--- LIST OF TASKS ---
A - Decide whether each statement agrees with the article on the Freedom Writers Diary: (i) the teacher took her students to the Museum of Tolerance in Los Angeles; (ii) Erin Gruwell had years of teaching experience before she met this class; (iii) the students did not finish high school. Answer yes or no for each and quote the words of the article that settle it.
B - Pull out every line of the listing that contains the string "grass".

--- TEXT SECTION ---
* BEGIN *
Freedom Writers Diary Turns Journaling Into Activism

by Jerry Waxler

Read my book, Memoir Revolution, about how turning your life into a story can change the world.

The Freedom Writers Diary is a collection of diary entries written by inner-city high school kids in Los Angeles. When I first heard about it, I thought the book would be too scattered and too youthful to have anything to do with memoir writing. After I started reading, I discovered these authors were doing essentially the same thing any memoir writer does; telling stories about their lives, and sharing them with the world.

I was stunned by the intensity of their circumstances. In the classroom, the kids separated themselves into racially defined groups – Hispanics, Blacks, Asians, and Whites.  Out on the street, many were members of rival gangs, killing and being killed for the color of their skin. Most of them had been shot at, and almost all had lost at least one friend to gang violence. The cultural tension portrayed a more complicated view of the American Melting Pot than I ever knew, and highlighted the terrible tendency of human beings to group together with their “own kind” and to exclude and misunderstand “the other.”

This particular classroom was designated for the throwaway kids, the ones who would never make it. Their home life was racked by poverty and drugs, and broken families. Some had been evicted and a few had even been homeless. When Erin Gruwell, a new teacher fresh out of college, walked into her English class, two things seemed obvious to everyone but her. First, these kids would continue their murderous hatred for each other, and second, none of them would graduate high school.

Through her innovative use of literature and journal writing, the young teacher defied both of these predictions, offering her students opportunities to escape their apparent fate. They raised their test scores, crossed racial lines to form deep friendships, finished high school and went on to college.

Uses of Journaling

To try to overcome their initial hostility to her and to each other, Erin Gruwell asked them to write about their personal lives. She had no idea she was turning on a spigot that released a flood of revelation and sharing. Through the writing, members of the class opened up to each other, breaking out of rigidly defined racial identities.

The journey to tolerance was helped by Gruwell’s use of world literature, especially the recollections of the Holocaust as seen through the eyes of another diarist, Anne Frank. After reading Anne Frank’s diary, the students realized they were not the only ones persecuted. The Holocaust’s impact on the kids was so strong, Gruwell wanted to teach them more. She took them to the Museum of Tolerance in Los Angeles, and she introduced them to several Holocaust Survivors. By visiting these horrors of recent history, they began to open their eyes to the futility and horror of racial hatred.
* END *
--- THE INPUT ---
* BEGIN *
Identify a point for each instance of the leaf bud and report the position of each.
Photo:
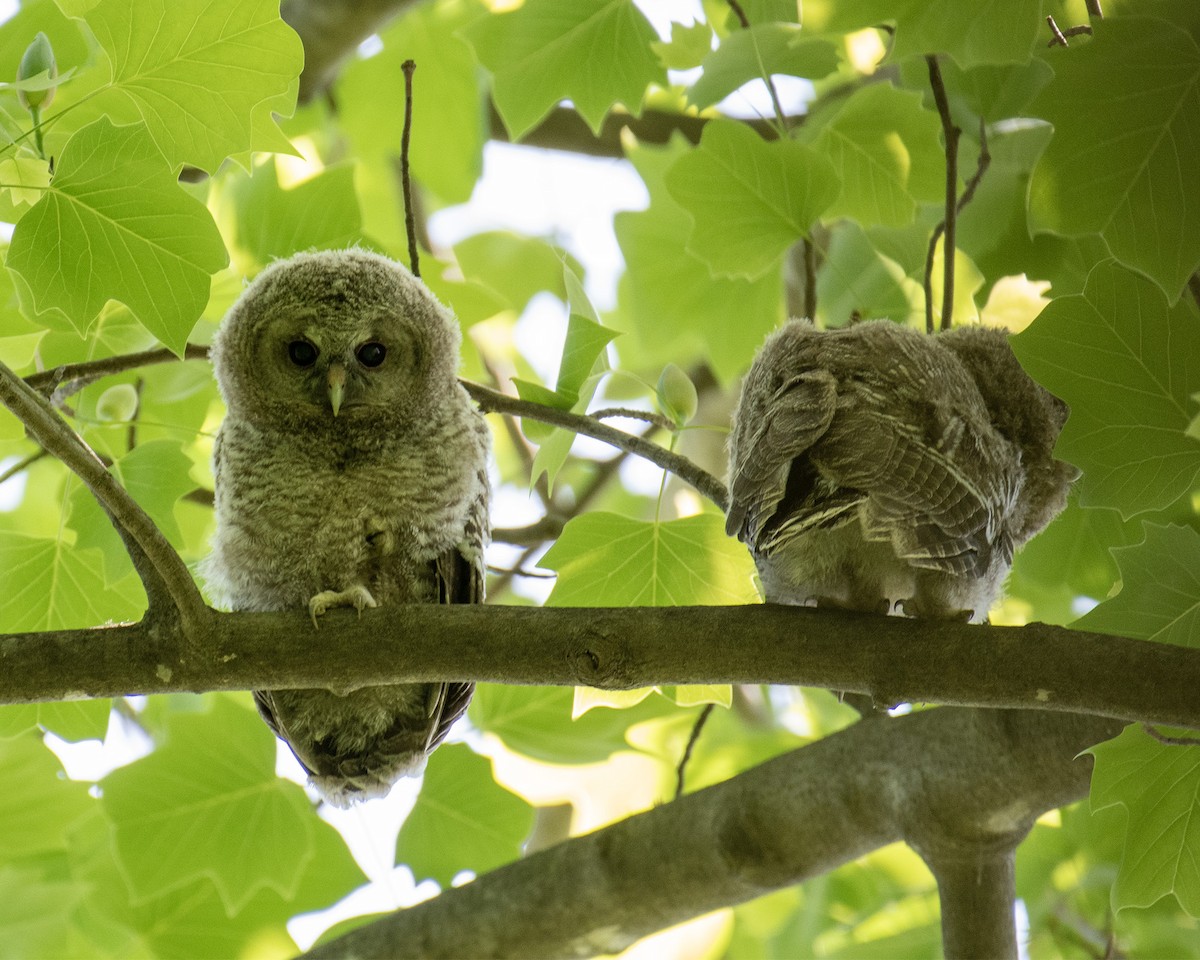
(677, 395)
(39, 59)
* END *
* BEGIN *
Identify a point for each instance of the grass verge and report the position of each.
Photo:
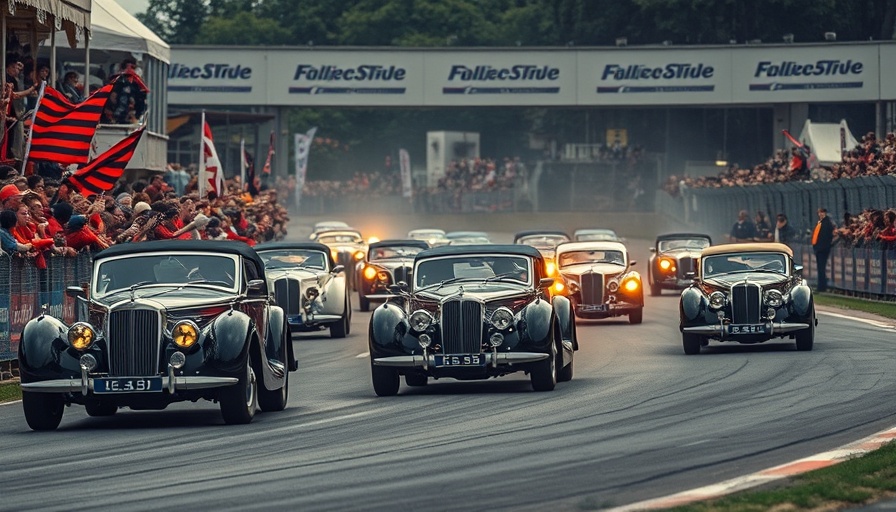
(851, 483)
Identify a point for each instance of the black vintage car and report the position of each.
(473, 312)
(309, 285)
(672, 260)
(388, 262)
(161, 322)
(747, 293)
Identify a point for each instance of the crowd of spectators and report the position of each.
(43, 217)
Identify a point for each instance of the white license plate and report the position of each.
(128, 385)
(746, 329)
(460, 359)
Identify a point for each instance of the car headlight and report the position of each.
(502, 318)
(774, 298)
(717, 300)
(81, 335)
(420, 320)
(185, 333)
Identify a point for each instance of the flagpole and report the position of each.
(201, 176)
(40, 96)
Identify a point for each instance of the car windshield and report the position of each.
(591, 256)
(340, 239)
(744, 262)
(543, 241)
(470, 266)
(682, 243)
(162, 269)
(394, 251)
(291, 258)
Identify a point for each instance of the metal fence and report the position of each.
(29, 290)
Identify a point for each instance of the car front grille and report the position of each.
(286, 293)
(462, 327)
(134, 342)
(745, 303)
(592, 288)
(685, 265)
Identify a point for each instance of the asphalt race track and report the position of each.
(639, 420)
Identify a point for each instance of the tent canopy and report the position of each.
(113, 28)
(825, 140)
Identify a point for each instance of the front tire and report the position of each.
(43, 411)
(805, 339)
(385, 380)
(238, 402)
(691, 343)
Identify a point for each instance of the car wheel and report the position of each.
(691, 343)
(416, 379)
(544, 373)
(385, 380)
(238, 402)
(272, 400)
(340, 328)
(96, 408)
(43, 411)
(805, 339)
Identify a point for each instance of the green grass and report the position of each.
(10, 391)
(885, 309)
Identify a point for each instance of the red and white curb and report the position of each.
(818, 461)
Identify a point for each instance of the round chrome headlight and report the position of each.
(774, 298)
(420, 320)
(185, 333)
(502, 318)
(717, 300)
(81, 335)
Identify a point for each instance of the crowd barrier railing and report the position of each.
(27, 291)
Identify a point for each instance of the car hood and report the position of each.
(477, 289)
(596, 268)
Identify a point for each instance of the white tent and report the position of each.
* END *
* BEGIN *
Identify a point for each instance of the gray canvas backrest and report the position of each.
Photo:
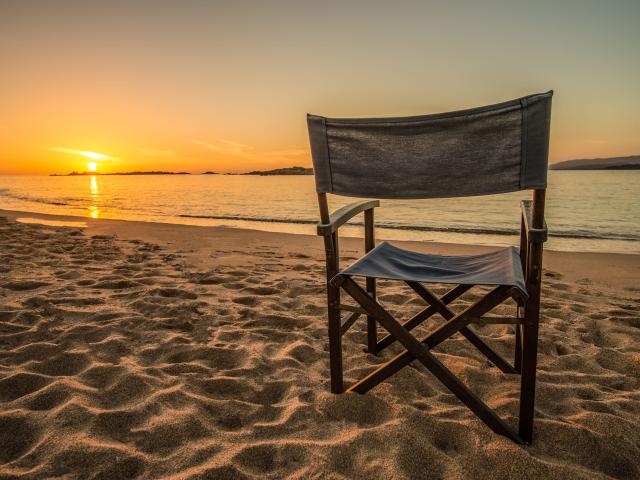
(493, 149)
* END *
--- WORKED SOLUTIONS ---
A -
(i) Yes: "She took them to the Museum of Tolerance in Los Angeles"
(ii) No: "a new teacher fresh out of college"
(iii) No: "finished high school and went on to college"

B -
Identify a point for each instance of the grass verge and report the position of each.
Identify a point for each instance of the green grass and report the position of each.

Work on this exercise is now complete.